▸ The exercise
Edit the stretch from the line containing "point per instance: wet" through the end of the lines below. Replace "orange flame" with "bright flame", leave everything else unchanged, and return only that stretch.

★ ★ ★ ★ ★

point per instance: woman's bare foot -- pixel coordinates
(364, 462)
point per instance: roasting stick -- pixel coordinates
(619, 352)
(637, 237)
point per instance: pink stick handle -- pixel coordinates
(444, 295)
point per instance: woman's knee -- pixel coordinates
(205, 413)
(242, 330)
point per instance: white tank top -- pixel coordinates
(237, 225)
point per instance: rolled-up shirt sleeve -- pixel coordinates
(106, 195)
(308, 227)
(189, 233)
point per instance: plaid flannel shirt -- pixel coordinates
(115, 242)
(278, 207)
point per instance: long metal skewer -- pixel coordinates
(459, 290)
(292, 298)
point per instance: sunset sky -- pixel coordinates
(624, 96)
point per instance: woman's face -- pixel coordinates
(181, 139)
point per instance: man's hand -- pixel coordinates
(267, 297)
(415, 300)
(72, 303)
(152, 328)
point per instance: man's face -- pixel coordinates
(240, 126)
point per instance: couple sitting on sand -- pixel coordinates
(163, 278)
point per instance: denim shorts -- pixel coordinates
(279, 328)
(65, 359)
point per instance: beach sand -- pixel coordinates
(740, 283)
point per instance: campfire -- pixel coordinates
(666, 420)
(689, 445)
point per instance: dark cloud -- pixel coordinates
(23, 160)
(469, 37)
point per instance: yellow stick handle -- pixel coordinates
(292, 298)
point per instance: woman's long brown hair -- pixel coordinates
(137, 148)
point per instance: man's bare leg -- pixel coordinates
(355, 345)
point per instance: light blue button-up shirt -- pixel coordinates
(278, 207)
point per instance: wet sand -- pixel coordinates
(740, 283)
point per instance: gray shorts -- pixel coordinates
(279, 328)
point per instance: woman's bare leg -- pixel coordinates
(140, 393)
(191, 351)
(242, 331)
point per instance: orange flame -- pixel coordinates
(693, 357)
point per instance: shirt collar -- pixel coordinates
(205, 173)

★ ★ ★ ★ ★

▸ Solution for this exercise
point per instance: wet sand -- pixel coordinates
(740, 283)
point per instance: gray shorts -- pixel coordinates
(279, 328)
point per instance: woman's bare leg -- pixel coordinates
(140, 393)
(191, 351)
(242, 331)
point per instance: bright flame -- pixel coordinates
(693, 357)
point per instance: shirt collar -- pixel coordinates
(205, 173)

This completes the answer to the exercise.